▶ _Aim_: Which lines below contain the word "white"? Pick out each one and copy it in full, matching case exactly.

— begin The data —

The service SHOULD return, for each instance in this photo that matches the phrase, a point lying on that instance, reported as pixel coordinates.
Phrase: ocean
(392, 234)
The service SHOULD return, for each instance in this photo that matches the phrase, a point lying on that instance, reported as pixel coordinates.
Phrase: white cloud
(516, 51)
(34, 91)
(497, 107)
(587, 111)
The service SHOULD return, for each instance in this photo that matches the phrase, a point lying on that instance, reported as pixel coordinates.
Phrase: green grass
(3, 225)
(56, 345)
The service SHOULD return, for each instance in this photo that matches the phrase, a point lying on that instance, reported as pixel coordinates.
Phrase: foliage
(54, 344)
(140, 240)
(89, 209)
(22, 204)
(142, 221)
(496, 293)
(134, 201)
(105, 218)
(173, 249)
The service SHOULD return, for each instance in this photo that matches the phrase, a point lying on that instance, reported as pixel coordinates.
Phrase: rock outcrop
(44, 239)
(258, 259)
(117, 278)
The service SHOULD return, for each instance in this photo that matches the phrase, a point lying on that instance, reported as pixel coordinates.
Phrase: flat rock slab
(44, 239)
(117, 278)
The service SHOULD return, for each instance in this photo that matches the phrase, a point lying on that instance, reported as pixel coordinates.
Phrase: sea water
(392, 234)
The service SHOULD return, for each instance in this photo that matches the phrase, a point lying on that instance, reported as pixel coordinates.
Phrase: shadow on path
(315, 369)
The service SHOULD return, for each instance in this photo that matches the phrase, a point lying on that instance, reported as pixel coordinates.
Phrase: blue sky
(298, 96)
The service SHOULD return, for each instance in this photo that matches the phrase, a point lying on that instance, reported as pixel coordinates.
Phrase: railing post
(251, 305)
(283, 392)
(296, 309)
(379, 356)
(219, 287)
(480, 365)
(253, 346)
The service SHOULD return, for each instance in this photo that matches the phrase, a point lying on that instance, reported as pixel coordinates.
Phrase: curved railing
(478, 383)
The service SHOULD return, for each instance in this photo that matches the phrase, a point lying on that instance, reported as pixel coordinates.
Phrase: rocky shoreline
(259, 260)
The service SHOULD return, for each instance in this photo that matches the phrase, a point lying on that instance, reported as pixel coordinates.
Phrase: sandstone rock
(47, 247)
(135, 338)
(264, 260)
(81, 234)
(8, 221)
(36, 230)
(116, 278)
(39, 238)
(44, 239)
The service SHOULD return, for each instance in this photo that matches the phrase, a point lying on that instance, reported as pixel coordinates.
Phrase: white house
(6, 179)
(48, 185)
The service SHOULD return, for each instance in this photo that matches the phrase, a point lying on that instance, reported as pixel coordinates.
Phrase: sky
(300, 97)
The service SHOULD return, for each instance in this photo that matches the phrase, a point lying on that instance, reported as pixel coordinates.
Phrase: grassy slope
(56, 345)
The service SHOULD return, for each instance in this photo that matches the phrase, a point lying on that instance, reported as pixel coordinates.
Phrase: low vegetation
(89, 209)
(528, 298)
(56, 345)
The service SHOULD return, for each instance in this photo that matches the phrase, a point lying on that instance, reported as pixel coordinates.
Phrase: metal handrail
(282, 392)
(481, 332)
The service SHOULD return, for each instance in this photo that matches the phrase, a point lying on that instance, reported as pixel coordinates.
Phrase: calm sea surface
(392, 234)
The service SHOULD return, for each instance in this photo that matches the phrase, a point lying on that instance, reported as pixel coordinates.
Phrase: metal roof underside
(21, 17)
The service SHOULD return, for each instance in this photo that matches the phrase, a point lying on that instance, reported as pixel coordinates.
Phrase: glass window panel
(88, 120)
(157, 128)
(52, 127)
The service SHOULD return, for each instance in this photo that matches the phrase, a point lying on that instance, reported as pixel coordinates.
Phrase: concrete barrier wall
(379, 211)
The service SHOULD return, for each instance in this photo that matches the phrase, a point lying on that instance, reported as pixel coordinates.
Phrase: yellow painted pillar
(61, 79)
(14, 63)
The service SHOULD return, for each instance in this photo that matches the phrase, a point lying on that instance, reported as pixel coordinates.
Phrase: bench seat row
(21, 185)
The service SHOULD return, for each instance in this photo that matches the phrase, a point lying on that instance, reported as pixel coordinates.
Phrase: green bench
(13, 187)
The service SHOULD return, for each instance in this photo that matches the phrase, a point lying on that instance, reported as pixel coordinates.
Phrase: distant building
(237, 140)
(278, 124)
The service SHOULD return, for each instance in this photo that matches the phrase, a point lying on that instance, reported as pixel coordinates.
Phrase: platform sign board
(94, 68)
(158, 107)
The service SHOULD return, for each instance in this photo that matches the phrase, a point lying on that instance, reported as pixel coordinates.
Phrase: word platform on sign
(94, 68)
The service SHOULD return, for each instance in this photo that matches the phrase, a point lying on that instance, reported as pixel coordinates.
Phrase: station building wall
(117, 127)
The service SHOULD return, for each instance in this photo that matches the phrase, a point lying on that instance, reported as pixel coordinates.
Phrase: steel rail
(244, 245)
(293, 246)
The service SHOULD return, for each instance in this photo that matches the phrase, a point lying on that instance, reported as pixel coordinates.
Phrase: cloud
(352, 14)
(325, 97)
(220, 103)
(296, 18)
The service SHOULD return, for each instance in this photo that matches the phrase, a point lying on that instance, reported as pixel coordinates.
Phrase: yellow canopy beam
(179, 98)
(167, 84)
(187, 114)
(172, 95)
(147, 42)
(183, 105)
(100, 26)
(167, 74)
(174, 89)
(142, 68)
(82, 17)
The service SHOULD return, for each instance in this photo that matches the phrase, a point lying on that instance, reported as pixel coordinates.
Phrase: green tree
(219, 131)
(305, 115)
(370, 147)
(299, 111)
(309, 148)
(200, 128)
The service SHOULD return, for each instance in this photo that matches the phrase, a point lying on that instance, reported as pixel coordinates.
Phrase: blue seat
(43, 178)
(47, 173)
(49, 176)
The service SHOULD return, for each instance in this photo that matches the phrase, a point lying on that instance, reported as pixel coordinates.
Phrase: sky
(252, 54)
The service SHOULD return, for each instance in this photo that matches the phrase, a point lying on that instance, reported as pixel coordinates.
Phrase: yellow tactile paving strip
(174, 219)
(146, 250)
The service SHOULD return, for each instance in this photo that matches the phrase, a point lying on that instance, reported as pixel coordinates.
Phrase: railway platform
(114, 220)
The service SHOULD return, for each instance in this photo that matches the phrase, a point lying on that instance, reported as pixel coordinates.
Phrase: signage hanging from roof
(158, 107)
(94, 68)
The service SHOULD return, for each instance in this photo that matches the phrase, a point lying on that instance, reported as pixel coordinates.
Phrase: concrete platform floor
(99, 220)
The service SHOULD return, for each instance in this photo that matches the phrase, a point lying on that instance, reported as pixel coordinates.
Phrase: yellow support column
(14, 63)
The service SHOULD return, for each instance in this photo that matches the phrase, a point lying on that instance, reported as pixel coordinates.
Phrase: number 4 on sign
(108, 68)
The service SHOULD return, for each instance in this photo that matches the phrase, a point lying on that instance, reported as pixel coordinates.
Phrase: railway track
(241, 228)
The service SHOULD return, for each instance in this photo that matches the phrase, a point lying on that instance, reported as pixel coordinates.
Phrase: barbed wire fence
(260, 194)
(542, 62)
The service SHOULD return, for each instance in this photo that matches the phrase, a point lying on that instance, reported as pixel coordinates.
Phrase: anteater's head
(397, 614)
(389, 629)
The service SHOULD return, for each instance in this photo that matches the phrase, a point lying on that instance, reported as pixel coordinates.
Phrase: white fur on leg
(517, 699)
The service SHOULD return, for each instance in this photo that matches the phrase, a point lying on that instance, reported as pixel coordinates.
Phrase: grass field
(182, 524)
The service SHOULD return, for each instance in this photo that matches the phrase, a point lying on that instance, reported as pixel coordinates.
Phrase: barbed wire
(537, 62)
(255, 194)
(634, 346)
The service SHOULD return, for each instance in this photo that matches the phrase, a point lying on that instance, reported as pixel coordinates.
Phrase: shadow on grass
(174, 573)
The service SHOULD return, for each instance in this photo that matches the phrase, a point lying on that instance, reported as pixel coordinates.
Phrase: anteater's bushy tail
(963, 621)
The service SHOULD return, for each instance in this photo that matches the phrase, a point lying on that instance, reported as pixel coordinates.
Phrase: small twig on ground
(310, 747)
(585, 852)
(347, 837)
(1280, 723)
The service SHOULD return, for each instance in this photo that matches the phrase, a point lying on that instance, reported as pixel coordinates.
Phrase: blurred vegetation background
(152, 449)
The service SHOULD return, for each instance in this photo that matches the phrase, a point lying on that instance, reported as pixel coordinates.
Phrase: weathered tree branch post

— end The data —

▶ _Reply_:
Phrase: white cloud
Phrase: white house
Phrase: white fur on leg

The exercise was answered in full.